Problem description »
Count the lines in the listing below that contain the word "ballot". Reply with the number alone.

(begin)

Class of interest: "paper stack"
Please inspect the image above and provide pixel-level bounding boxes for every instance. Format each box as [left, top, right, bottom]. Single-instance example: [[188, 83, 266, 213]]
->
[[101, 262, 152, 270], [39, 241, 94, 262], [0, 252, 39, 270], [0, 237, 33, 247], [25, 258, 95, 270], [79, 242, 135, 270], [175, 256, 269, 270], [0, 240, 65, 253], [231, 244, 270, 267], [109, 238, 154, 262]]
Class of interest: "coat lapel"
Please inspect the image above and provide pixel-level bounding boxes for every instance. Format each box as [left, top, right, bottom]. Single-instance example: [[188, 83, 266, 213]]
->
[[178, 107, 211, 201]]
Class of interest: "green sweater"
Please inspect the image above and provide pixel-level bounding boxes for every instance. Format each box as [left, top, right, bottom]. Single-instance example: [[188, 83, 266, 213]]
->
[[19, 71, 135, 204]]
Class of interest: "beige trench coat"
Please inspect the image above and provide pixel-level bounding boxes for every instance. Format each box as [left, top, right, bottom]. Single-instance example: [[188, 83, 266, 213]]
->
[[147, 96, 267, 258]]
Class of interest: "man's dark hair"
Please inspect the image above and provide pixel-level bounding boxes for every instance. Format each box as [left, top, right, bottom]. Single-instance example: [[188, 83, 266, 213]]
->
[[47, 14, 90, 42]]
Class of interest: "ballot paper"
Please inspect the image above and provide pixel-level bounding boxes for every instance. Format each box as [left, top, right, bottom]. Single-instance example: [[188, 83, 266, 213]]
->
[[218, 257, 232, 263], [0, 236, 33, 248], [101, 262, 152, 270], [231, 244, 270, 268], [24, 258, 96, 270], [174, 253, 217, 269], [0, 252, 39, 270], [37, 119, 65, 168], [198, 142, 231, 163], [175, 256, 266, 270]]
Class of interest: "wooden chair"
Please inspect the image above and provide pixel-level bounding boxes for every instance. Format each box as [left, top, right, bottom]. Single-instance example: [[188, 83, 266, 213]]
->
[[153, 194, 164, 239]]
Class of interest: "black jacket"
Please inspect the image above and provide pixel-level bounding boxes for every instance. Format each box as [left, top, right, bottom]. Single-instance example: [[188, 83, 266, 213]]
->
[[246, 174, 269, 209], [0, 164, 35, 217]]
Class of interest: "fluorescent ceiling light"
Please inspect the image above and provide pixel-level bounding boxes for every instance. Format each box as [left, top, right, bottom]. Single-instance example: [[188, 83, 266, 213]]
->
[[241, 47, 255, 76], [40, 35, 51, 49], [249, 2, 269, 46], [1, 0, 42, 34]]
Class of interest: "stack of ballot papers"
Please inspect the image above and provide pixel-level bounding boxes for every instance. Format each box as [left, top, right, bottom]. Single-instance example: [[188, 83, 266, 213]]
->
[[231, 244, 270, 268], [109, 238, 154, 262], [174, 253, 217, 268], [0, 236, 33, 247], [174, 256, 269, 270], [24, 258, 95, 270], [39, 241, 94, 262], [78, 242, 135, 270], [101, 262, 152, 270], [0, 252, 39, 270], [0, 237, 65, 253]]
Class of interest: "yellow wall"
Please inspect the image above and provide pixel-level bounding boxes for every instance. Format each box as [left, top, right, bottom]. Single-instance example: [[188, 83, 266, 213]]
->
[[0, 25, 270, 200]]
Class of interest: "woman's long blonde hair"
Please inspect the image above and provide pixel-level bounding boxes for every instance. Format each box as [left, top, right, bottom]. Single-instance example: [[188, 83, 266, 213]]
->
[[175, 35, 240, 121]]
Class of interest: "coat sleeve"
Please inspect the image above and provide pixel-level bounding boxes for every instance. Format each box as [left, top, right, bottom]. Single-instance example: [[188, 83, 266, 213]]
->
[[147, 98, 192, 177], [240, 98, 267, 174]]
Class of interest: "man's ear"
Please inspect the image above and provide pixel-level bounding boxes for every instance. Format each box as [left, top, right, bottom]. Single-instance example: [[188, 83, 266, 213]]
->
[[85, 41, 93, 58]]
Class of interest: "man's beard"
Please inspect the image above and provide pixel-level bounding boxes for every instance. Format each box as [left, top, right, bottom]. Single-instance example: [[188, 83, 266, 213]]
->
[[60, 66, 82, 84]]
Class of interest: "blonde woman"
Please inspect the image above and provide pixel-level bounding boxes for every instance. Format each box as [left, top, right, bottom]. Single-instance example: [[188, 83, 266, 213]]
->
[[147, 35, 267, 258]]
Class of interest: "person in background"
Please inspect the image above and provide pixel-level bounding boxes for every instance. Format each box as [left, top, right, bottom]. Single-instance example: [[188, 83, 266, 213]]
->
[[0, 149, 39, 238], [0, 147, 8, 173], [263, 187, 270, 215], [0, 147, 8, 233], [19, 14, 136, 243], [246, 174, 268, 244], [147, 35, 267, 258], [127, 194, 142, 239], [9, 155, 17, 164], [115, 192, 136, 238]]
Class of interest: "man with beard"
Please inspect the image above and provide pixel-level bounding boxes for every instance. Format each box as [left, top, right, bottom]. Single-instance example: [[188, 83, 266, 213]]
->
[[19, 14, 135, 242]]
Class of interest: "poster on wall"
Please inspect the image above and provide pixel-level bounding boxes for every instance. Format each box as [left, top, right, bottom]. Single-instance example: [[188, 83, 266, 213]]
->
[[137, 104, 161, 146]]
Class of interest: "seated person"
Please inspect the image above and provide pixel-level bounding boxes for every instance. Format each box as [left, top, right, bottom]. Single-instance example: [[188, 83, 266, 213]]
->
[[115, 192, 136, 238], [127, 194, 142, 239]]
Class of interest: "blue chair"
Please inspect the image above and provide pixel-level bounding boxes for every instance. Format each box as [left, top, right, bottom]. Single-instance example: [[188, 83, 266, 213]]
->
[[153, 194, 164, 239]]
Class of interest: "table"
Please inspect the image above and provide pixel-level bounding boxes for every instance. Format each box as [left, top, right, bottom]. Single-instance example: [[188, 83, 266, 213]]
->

(end)

Completed task »
2